▸ Exercise instructions
Set down all of the data exactly as it appears.

+++

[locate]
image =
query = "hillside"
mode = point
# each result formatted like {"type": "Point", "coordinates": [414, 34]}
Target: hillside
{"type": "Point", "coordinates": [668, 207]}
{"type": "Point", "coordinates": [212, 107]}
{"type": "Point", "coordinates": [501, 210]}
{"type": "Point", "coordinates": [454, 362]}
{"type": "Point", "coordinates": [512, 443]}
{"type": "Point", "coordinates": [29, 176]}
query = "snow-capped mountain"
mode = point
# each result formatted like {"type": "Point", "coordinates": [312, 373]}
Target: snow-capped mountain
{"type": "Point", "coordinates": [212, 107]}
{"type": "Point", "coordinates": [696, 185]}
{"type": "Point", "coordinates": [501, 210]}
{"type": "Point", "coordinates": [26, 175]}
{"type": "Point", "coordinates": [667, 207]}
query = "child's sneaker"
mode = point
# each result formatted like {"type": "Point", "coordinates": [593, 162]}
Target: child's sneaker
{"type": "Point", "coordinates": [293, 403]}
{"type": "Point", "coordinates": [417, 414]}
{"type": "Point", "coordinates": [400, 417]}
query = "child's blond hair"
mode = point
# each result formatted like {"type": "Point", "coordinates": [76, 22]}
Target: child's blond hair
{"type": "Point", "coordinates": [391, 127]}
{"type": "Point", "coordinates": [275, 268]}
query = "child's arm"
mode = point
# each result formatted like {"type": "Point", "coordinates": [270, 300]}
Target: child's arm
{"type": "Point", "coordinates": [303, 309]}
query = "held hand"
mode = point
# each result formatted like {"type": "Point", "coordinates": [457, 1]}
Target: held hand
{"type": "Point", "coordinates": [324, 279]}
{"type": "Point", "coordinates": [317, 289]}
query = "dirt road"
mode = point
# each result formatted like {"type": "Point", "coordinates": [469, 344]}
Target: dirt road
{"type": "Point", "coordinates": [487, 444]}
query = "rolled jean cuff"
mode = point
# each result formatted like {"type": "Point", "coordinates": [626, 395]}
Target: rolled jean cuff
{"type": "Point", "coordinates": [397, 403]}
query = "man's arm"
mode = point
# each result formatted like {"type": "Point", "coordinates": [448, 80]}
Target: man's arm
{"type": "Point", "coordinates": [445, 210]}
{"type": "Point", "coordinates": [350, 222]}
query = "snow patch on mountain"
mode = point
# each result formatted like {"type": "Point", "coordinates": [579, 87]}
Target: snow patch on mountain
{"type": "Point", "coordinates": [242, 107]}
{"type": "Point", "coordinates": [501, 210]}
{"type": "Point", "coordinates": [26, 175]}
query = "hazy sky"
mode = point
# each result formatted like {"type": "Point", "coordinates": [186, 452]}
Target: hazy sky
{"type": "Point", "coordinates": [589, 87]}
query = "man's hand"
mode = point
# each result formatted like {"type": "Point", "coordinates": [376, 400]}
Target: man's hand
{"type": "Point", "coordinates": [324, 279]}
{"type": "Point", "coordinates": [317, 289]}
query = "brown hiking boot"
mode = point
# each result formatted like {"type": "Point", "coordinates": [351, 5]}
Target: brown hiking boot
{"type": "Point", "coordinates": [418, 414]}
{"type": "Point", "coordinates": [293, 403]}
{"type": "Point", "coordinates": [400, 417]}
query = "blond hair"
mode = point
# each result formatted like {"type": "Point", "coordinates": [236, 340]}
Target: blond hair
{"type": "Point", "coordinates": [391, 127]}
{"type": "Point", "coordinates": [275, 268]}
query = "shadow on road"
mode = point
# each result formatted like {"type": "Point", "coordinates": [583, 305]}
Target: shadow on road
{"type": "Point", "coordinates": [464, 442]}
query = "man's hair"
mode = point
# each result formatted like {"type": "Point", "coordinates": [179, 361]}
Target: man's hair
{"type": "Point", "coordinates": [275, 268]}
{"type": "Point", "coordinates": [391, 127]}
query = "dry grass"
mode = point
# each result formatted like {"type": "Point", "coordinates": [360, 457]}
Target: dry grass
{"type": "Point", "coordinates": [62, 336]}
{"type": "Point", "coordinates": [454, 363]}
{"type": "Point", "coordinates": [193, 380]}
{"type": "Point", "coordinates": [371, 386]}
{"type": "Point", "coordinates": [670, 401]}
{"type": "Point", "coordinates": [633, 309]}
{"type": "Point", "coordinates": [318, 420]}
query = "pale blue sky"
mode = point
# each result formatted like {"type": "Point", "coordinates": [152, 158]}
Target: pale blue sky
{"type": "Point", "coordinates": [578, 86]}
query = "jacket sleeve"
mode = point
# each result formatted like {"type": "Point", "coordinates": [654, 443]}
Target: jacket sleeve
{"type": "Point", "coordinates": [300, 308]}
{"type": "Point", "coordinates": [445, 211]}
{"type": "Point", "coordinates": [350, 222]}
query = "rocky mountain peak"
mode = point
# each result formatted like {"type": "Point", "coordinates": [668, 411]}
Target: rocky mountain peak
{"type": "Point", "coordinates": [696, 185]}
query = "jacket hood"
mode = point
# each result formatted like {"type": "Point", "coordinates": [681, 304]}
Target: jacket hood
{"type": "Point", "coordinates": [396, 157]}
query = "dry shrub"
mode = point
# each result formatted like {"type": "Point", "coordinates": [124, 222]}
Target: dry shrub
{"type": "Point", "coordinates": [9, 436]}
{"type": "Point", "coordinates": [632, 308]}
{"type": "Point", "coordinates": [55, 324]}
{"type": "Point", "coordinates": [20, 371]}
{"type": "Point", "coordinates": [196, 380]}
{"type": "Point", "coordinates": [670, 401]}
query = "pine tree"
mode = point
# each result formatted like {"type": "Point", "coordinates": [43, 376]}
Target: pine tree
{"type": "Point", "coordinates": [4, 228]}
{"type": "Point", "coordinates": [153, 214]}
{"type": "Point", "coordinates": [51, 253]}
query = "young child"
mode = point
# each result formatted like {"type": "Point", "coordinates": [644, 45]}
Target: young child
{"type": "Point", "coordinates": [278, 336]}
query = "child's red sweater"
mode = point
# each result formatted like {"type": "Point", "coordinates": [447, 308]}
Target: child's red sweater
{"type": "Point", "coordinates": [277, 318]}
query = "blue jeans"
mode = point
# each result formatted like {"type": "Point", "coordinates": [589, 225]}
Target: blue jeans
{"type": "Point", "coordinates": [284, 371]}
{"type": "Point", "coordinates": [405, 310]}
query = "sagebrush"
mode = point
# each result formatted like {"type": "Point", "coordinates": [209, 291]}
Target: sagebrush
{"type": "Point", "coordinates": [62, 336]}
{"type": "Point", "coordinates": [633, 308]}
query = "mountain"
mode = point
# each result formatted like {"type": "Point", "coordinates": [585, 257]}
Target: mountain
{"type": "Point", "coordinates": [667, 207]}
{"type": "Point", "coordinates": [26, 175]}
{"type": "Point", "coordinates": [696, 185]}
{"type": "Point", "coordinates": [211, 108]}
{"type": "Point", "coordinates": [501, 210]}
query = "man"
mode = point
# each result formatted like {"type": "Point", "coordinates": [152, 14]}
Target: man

+++

▸ Solution to this problem
[locate]
image =
query = "hillside"
mode = point
# each result formatted like {"type": "Point", "coordinates": [414, 34]}
Target: hillside
{"type": "Point", "coordinates": [668, 207]}
{"type": "Point", "coordinates": [212, 107]}
{"type": "Point", "coordinates": [501, 210]}
{"type": "Point", "coordinates": [454, 362]}
{"type": "Point", "coordinates": [512, 443]}
{"type": "Point", "coordinates": [29, 176]}
query = "snow-capped mountain"
mode = point
# each result formatted like {"type": "Point", "coordinates": [312, 373]}
Target: snow-capped mountain
{"type": "Point", "coordinates": [212, 107]}
{"type": "Point", "coordinates": [696, 185]}
{"type": "Point", "coordinates": [501, 210]}
{"type": "Point", "coordinates": [26, 175]}
{"type": "Point", "coordinates": [667, 207]}
query = "child's sneaker"
mode = point
# each result formatted like {"type": "Point", "coordinates": [593, 162]}
Target: child's sneaker
{"type": "Point", "coordinates": [293, 403]}
{"type": "Point", "coordinates": [417, 414]}
{"type": "Point", "coordinates": [400, 417]}
query = "child's blond hair"
mode = point
# each result formatted like {"type": "Point", "coordinates": [76, 22]}
Target: child's blond hair
{"type": "Point", "coordinates": [391, 127]}
{"type": "Point", "coordinates": [275, 268]}
query = "child's arm"
mode = point
# each result formatted like {"type": "Point", "coordinates": [270, 300]}
Target: child's arm
{"type": "Point", "coordinates": [303, 309]}
query = "held hand"
mode = point
# each result formatted like {"type": "Point", "coordinates": [457, 1]}
Target: held hand
{"type": "Point", "coordinates": [324, 279]}
{"type": "Point", "coordinates": [317, 289]}
query = "dirt road"
mode = point
# each result formatted like {"type": "Point", "coordinates": [469, 344]}
Target: dirt road
{"type": "Point", "coordinates": [487, 444]}
query = "rolled jean cuff"
mode = point
# each result formatted like {"type": "Point", "coordinates": [626, 395]}
Target: rolled jean cuff
{"type": "Point", "coordinates": [397, 403]}
query = "man's arm"
mode = point
# each result formatted like {"type": "Point", "coordinates": [448, 80]}
Target: man's arm
{"type": "Point", "coordinates": [445, 210]}
{"type": "Point", "coordinates": [350, 222]}
query = "snow patch on mountain"
mode = point
# each result formatted like {"type": "Point", "coordinates": [579, 87]}
Target: snow patch on mountain
{"type": "Point", "coordinates": [242, 107]}
{"type": "Point", "coordinates": [501, 210]}
{"type": "Point", "coordinates": [26, 175]}
query = "hazy sky"
mode = point
# each result formatted like {"type": "Point", "coordinates": [186, 452]}
Target: hazy sky
{"type": "Point", "coordinates": [589, 87]}
query = "man's hand"
mode = point
# each result formatted like {"type": "Point", "coordinates": [376, 400]}
Target: man's hand
{"type": "Point", "coordinates": [324, 279]}
{"type": "Point", "coordinates": [317, 289]}
query = "brown hiking boot"
mode = point
# each result formatted like {"type": "Point", "coordinates": [351, 5]}
Target: brown hiking boot
{"type": "Point", "coordinates": [418, 414]}
{"type": "Point", "coordinates": [293, 403]}
{"type": "Point", "coordinates": [400, 417]}
query = "blond hair"
mode = point
# each result formatted like {"type": "Point", "coordinates": [236, 340]}
Target: blond hair
{"type": "Point", "coordinates": [391, 127]}
{"type": "Point", "coordinates": [275, 268]}
query = "shadow on road"
mode = point
# each result formatted like {"type": "Point", "coordinates": [583, 305]}
Target: shadow on road
{"type": "Point", "coordinates": [464, 442]}
query = "man's hair"
mode = point
# each result formatted like {"type": "Point", "coordinates": [179, 361]}
Target: man's hair
{"type": "Point", "coordinates": [275, 268]}
{"type": "Point", "coordinates": [391, 127]}
query = "dry grass"
mode = point
# each result formatted like {"type": "Point", "coordinates": [360, 457]}
Target: dry grass
{"type": "Point", "coordinates": [62, 336]}
{"type": "Point", "coordinates": [454, 363]}
{"type": "Point", "coordinates": [193, 380]}
{"type": "Point", "coordinates": [371, 386]}
{"type": "Point", "coordinates": [670, 401]}
{"type": "Point", "coordinates": [633, 309]}
{"type": "Point", "coordinates": [318, 420]}
query = "pale blue sky"
mode = point
# each result formatted like {"type": "Point", "coordinates": [152, 158]}
Target: pale blue sky
{"type": "Point", "coordinates": [578, 86]}
query = "jacket sleeve"
mode = point
# each result formatted like {"type": "Point", "coordinates": [654, 443]}
Target: jacket sleeve
{"type": "Point", "coordinates": [300, 308]}
{"type": "Point", "coordinates": [445, 211]}
{"type": "Point", "coordinates": [350, 222]}
query = "rocky mountain peak"
mode = point
# each result formatted like {"type": "Point", "coordinates": [668, 411]}
Target: rocky mountain peak
{"type": "Point", "coordinates": [696, 185]}
query = "jacket hood"
mode = point
# each result formatted like {"type": "Point", "coordinates": [681, 304]}
Target: jacket hood
{"type": "Point", "coordinates": [396, 157]}
query = "dry shrub"
mode = point
# each result formatted like {"type": "Point", "coordinates": [124, 222]}
Target: dry shrub
{"type": "Point", "coordinates": [9, 436]}
{"type": "Point", "coordinates": [632, 308]}
{"type": "Point", "coordinates": [55, 324]}
{"type": "Point", "coordinates": [20, 371]}
{"type": "Point", "coordinates": [196, 380]}
{"type": "Point", "coordinates": [670, 401]}
query = "pine tree"
mode = point
# each result formatted like {"type": "Point", "coordinates": [43, 376]}
Target: pine tree
{"type": "Point", "coordinates": [4, 228]}
{"type": "Point", "coordinates": [153, 214]}
{"type": "Point", "coordinates": [51, 253]}
query = "young child"
mode = point
# each result formatted like {"type": "Point", "coordinates": [644, 45]}
Target: young child
{"type": "Point", "coordinates": [278, 336]}
query = "child's red sweater"
mode = point
# each result formatted like {"type": "Point", "coordinates": [447, 308]}
Target: child's red sweater
{"type": "Point", "coordinates": [277, 318]}
query = "blue jeans"
mode = point
# each result formatted like {"type": "Point", "coordinates": [589, 225]}
Target: blue jeans
{"type": "Point", "coordinates": [284, 371]}
{"type": "Point", "coordinates": [405, 310]}
query = "sagebrush"
mode = point
# each result formatted like {"type": "Point", "coordinates": [209, 291]}
Target: sagebrush
{"type": "Point", "coordinates": [62, 336]}
{"type": "Point", "coordinates": [633, 308]}
query = "mountain"
mode = point
# each result formatted like {"type": "Point", "coordinates": [585, 257]}
Target: mountain
{"type": "Point", "coordinates": [667, 207]}
{"type": "Point", "coordinates": [26, 175]}
{"type": "Point", "coordinates": [696, 185]}
{"type": "Point", "coordinates": [211, 108]}
{"type": "Point", "coordinates": [501, 210]}
query = "man"
mode = point
# each result formatted like {"type": "Point", "coordinates": [152, 14]}
Target: man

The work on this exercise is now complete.